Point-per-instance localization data
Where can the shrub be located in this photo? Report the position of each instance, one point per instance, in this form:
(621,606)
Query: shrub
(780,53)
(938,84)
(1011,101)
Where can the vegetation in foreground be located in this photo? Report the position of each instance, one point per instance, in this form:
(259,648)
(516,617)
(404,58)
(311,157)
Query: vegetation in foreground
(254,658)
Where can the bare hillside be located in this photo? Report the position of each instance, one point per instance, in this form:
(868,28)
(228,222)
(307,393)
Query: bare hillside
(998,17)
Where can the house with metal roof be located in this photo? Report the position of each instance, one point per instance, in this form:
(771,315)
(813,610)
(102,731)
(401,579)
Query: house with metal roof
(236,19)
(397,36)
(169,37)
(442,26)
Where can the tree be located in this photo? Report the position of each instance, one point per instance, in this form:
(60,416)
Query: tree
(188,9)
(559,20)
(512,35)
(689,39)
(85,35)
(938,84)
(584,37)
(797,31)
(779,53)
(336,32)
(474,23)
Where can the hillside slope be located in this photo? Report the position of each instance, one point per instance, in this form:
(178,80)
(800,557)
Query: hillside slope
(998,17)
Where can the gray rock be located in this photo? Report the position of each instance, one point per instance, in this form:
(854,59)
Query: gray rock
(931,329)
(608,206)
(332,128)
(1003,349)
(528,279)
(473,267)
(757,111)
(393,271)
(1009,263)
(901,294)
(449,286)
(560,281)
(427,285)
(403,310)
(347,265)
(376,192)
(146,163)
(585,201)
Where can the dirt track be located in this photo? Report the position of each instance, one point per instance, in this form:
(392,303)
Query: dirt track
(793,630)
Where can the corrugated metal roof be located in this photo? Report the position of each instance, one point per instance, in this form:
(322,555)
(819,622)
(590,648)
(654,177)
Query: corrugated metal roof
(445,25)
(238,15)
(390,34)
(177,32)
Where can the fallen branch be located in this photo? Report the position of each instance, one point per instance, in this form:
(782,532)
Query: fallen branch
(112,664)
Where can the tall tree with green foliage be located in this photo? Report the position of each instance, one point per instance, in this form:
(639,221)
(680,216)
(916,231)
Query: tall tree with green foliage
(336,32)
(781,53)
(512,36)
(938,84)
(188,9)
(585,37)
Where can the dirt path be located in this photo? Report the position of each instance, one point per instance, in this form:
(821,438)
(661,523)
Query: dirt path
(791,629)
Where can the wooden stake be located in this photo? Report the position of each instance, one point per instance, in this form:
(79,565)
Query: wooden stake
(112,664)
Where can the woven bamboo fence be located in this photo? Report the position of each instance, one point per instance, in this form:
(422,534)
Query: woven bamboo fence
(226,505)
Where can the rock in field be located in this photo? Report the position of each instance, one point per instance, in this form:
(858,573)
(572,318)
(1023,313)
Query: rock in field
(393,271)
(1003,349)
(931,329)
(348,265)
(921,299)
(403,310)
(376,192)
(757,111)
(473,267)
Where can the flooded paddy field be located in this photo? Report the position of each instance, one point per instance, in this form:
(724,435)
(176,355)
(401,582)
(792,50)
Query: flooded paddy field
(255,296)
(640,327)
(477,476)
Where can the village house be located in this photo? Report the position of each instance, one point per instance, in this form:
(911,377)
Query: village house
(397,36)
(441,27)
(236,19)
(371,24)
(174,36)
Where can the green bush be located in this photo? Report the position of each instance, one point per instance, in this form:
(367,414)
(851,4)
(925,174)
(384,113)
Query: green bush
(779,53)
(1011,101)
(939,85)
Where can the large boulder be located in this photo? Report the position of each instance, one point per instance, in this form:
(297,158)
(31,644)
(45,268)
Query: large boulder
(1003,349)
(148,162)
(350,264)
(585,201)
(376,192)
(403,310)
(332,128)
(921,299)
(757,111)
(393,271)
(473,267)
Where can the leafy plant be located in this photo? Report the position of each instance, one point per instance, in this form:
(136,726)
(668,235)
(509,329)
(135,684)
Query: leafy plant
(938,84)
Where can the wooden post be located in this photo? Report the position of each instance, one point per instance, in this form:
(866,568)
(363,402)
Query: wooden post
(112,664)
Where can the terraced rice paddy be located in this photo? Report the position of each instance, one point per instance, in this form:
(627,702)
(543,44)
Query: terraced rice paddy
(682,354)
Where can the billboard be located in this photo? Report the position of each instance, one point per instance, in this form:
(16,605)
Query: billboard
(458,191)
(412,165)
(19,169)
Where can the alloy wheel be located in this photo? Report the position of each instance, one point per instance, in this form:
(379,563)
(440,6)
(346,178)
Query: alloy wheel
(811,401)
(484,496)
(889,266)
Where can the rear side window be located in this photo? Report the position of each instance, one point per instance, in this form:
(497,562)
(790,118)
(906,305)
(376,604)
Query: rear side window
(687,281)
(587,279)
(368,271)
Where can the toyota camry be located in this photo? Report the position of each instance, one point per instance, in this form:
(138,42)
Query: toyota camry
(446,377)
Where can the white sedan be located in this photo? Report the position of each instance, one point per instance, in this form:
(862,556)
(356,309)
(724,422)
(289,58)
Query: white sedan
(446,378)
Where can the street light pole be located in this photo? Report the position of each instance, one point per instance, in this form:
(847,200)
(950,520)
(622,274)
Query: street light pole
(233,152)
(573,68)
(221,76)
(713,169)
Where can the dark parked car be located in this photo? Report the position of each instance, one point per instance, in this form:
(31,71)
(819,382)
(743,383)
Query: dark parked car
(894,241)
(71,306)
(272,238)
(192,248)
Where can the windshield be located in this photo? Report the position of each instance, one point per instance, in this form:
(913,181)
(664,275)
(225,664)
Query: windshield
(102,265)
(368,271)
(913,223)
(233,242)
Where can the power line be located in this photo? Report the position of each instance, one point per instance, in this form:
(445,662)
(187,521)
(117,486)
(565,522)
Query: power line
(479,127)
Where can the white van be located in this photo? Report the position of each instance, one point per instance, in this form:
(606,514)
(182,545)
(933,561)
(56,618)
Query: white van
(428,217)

TASK GOAL
Each line of the data must be returned exactly.

WRITTEN REPLY
Where can the shrub be located in this photo? Report the position of each instance, one point per instance, in this form:
(621,606)
Query: shrub
(780,53)
(938,84)
(1011,101)
Where can the vegetation in foreground be located in this photo? Report the position of each instance, one point per instance, in this form:
(259,648)
(516,617)
(404,58)
(311,157)
Query: vegetation in foreground
(254,658)
Where can the bare hillside be located in this photo? Report the position of each instance, one point per instance, in this form:
(868,28)
(228,222)
(307,393)
Query: bare hillside
(998,17)
Where can the house with metal roof be located in this photo? Report the position of each instance, one point per instance, in this form:
(771,315)
(813,610)
(102,731)
(401,579)
Query: house with metal roof
(236,19)
(397,36)
(169,37)
(442,26)
Where can the tree be located in this photo? Report the position of each instance, one point per instance, in this form:
(60,416)
Query: tree
(188,9)
(559,20)
(512,35)
(689,39)
(85,35)
(938,84)
(584,37)
(797,31)
(779,53)
(336,32)
(474,23)
Where can the hillside slope be located in this photo? Report the position of each instance, one point per instance, in this form:
(178,80)
(800,557)
Query: hillside slope
(998,17)
Where can the gray rock be located in this photo? Report the position of each instance, one point per instance, in this form:
(854,59)
Query: gray rock
(931,329)
(608,206)
(332,128)
(1003,349)
(528,279)
(473,267)
(757,111)
(393,271)
(1009,263)
(901,294)
(449,286)
(560,281)
(427,285)
(403,310)
(347,265)
(376,192)
(146,163)
(585,201)
Where can the dirt track be located in this photo? Report the position of each instance, one point per instance, in this form:
(392,303)
Query: dirt track
(793,630)
Where can the corrugated metal roof be located in this photo? Report the position of each instance, one point per instance, in this form:
(322,555)
(819,622)
(590,648)
(654,177)
Query: corrugated metal roof
(445,25)
(238,15)
(390,34)
(177,32)
Where can the fallen branch be located in this photo? Report the position of each instance, one point per instance, in this form:
(782,532)
Query: fallen branch
(112,664)
Where can the tall tree with green foliage be located in this photo? Report the position of each instance, one point per instance, in this form:
(639,221)
(680,216)
(916,231)
Query: tall tree with green foliage
(336,32)
(781,53)
(512,36)
(938,84)
(188,9)
(585,37)
Where can the dirt path be located in this photo? Report the position of each instance, one point per instance, in this form:
(821,438)
(661,523)
Query: dirt path
(791,629)
Where can the wooden stake be located in this photo? Report the position of each instance, one point per instance, in this form:
(79,565)
Query: wooden stake
(112,664)
Where can the woven bamboo fence be located in this photo? Report the position of each instance, one point per instance, in this form:
(422,534)
Query: woven bamboo fence
(226,505)
Where can the rock in field be located in this photo? Report the position of each instance, one point per instance, in this form:
(858,573)
(572,318)
(1023,313)
Query: rock in field
(393,271)
(1003,349)
(931,329)
(348,265)
(921,299)
(403,310)
(376,192)
(757,111)
(473,267)
Where can the flooded paddy field be located in this photo? Report the position of each instance, one point per instance, in this form:
(724,435)
(176,355)
(401,582)
(792,50)
Query: flooded paddy field
(255,296)
(640,327)
(477,476)
Where can the village house be located in this photo? Report the position of each instance, one point per instance, in this form:
(911,377)
Query: village house
(397,36)
(441,27)
(236,19)
(371,24)
(174,36)
Where can the green bush be located in this photo? Report the position of each instance, one point per instance, in this form:
(367,414)
(851,4)
(925,174)
(384,113)
Query: green bush
(779,53)
(1011,101)
(939,85)
Where can the large boulder be located in this photo? Report the position of each instance, one point per instance, in this form:
(297,158)
(31,644)
(45,268)
Query: large boulder
(1003,349)
(148,162)
(350,264)
(585,201)
(376,192)
(403,310)
(332,128)
(921,299)
(757,111)
(393,271)
(473,267)
Where can the leafy plant be located in this photo? Report the position of each instance, one point per instance, in this form:
(136,726)
(668,235)
(509,329)
(135,684)
Query: leafy plant
(938,84)
Where can the wooden post be located in this photo? Report the position of each instance, one point per instance, in this form:
(866,568)
(363,402)
Query: wooden post
(112,664)
Where can the terraced rice paddy be located in this photo? Report the position of each instance, one point per instance, in this form:
(627,702)
(543,44)
Query: terraced rice paddy
(682,354)
Where can the billboard be located in this photo? Report the position of each instance, one point per instance, in this form:
(16,605)
Query: billboard
(458,191)
(412,165)
(19,169)
Where can the alloy wheel be located in this photo? Report the position of each instance, one point per instance, in this form:
(379,563)
(440,6)
(346,178)
Query: alloy wheel
(811,401)
(484,496)
(889,266)
Where can the rear side window be located in this photo? Report the position of each instance, one point per instance, in this form:
(497,562)
(790,118)
(906,305)
(376,604)
Query: rear side window
(687,281)
(587,279)
(368,271)
Where can the toyota camry be located in this photo? Report the position of each instance, one point per instance, in this form:
(138,42)
Query: toyota camry
(446,377)
Where can the white sedan be located in this photo? Report the position of each instance, one point per instance, in this form:
(862,556)
(356,309)
(724,422)
(289,58)
Query: white sedan
(446,378)
Where can the street light pole be located in this photo? Report the position of each instance, one point per instance, in this form:
(847,200)
(950,520)
(622,274)
Query: street light pole
(233,152)
(573,68)
(221,76)
(713,169)
Where can the dark parked car be located in this photo? Report the position of each instance, one point per instance, in this form:
(31,71)
(819,382)
(743,383)
Query: dark parked car
(894,241)
(71,306)
(272,238)
(192,248)
Where can the windshield be located in this photo? Report the position of each instance, one point per instance, in this form:
(913,181)
(664,275)
(225,664)
Query: windshield
(102,265)
(368,271)
(913,223)
(233,242)
Where can the power line be located in this photo? Report the position of each instance, one point per instance, in this form:
(445,662)
(187,521)
(117,486)
(565,522)
Query: power line
(479,127)
Where can the white van be located in this photo? Report the position of each instance, one point per instance, in this form:
(606,514)
(182,545)
(933,561)
(56,618)
Query: white van
(428,217)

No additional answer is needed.